>> Start Quoted text

The National, Sleep Well Beast | Album Review
The National shine on Sleep Well Beast, their first album in four years. ‘Sleep’ is an adventurous alt-rock LP unafraid of darkness and experimentation.
To some extent, pre-arrival, it was difficult to gauge the direction The National were going with their seventh studio album, Sleep Well Beast. Sleep Well Beast marks the Ohio band’s first album in four years, following Trouble Will Find Me, a respectable affair. The main reason it was tough to gauge was due to the singles, particularly taken out of the context of the album. Question marks are cleared up hearing Sleep Well Beast in its entirety. Ultimately, Sleep Well Beast ends up being an adventurous alternative rock album, unafraid of darkness and experimentation.
“Nobody Else Will Be There”
“Nobody Else Will Be There” initiates Sleep Well Beast radiantly, yet equally enigmatically and intensely. It’s tense, thanks to the expressive vocals of Matt Berninger, the prominence of the piano coupled with background sound effects, and the fractured relationship oriented lyrics. This is a sad kickoff, but at the same time, brilliant and worthwhile.
As a buzz single, “Day I Die” came off respectably without being transcendent or game changing. Contextually, within Sleep Well Beast, “Day I Die” stands out more. Following the tense opener, it’s quickness and rock-oriented sensibility gives the album more spunk. It’s exuberant, yet still showcases pessimism lyrically. “Day I Die” isn’t the crowning achievement, but packs more punch than initially credited.

>> End Quoted text

◆ Tasks for this exercise:
• 1. Condense the paragraph of the album review that begins "As a buzz single" into a short bulleted list that keeps its main points.
• 2. Write the next paragraph of the album review, picking up after its last sentence.
The rows aren't needed for this work.

>> Start Data supplied

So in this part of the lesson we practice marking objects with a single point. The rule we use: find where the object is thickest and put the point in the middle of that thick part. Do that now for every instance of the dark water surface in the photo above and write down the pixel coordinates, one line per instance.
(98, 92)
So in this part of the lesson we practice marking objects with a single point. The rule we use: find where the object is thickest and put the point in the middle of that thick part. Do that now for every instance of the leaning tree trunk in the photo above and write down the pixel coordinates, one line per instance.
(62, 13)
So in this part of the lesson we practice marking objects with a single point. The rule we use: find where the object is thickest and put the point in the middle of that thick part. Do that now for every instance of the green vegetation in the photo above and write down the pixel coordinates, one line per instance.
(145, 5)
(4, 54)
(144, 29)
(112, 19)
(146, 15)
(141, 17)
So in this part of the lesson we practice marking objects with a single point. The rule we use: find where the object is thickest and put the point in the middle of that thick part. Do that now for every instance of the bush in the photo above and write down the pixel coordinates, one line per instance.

>> End Data supplied

◆ Outputs by task:
• 1.
- As a buzz single, "Day I Die" was respectable but not transcendent or game changing.
- Within Sleep Well Beast, it stands out more.
- Coming after the tense opener, its quickness and rock-oriented feel give the album more spunk.
- It is exuberant, though its lyrics stay pessimistic.
- It isn't the album's crowning achievement, but it packs more punch than it was first credited with.

• 2.
The pronounced electronic sound of “Walk It Back” makes it stand out instantly. While it is quite modern in this regard, The National don’t completely stray away from the guitars and rock cues. Besides the unique sounds, Berninger remains the star, giving a playful vocal performance. The chorus is catchy, and of course, dark.
“I only take up a little of the collapsing space / I better cut this off / Don’t wanna fuck it up / I only take up a little of the collapsing space / I better cut this off / Don’t wanna fuck up the place / I better walk it back, walk it back.”
“The System Only Dreams in Total Darkness”
Interestingly, “Walk It Back” serves as a perfect pre-cursor to “The System Only Dreams in Total Darkness.” Berninger described “System” in a Pitchfork interview as, “An abstract portrait of the weird time we’re in.” That explains the odd vibes of the record. On the first verse, lyrically, he’s disappointed and arguably, deceived.
“Maybe I listen more than you think / I can tell that somebody sold you / We said we’ve never let anyone in / We said we’d only die of lonely secrets.”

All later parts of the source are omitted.